**TRECHO APRESENTADO**
○ ○ ○ ○ ○ ○ ○

O resultado da consulta ainda não foi homologado e Ratinho Júnior já anunciou a adesão de mais escolas
Em Londrina, das 13 escolas estaduais escolhidas para consulta pública, responsável por estabelecer a conversão para o modelo cívico-militar, 11 aderiram ao programa. Os únicos contrários à mudança foram o Colégio Professora Lúcia Barros Lisboa e Escola Estadual Rina Maria de Jesus Francovig (acompanhe lista completa abaixo).
A votação foi realizada nesta terça e quarta-feira (dias 28 e 29 de novembro). Em todo Paraná, mais 127 escolas foram selecionadas para a mudança que consiste na administração compartilhada entre civis e militares. Destas 82 disseram sim ao processo de militarização e 44 rejeitaram, de acordo com informações divulgadas pela SEED (Secretaria Estadual de Educação).
Levantamento da APP-Sindicato (Sindicato dos Professores e Funcionários de escola do Paraná) indica um sinal de enfraquecimento da proposta, já que em consulta anterior, realizada em 2020, 88% das escolas indicadas aprovaram a militarização. Em 2023, o índice recuou para 65%.

○ ○ ○ ○ ○ ○ ○

**DADOS FORNECIDOS**
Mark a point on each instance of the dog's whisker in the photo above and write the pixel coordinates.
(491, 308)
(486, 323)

○ ○ ○ ○ ○ ○ ○

**TAREFAS**
1) Passe para o inglês esta frase do texto sobre as escolas cívico-militares: "A votação foi realizada nesta terça e quarta-feira (dias 28 e 29 de novembro)."
2) Continue o texto sobre as escolas cívico-militares a partir da última frase.

**RESPOSTAS DO EXERCÍCIO**
1) The vote was held this Tuesday and Wednesday (November 28 and 29).

2)
Márcio André Ribeiro, professor da rede estadual de ensino e presidente da APP-Sindicato Londrina, conta que na medida do possível, visto a grade de aulas, representantes do coletivo acompanharam a votação e verificaram uma grande movimentação. De acordo com ele, a participação significativa teve como principais impulsionadores, os posicionamentos do Núcleo Regional de Educação (NRE) e de diretores, que favoráveis ao programa cívico-militar, incentivaram a comunidade escolar a comparecer.
“Duas escolas rejeitaram o projeto cívico-militar, uma invencionice deste governo, uma escola que não é cívica, mas também não é militar, não é um colégio militar, embora, a propaganda que governo faz é que se tornará uma escola militar, o que não é verdade. Resultado esperado porque o NRE atuou de forma estrategicamente muito pesada, utilizou absolutamente todos os recursos que a máquina governamental possui para fazer campanha pelo ‘sim’, usando todas as mídias sociais do NRE, das escolas em questão”, observa.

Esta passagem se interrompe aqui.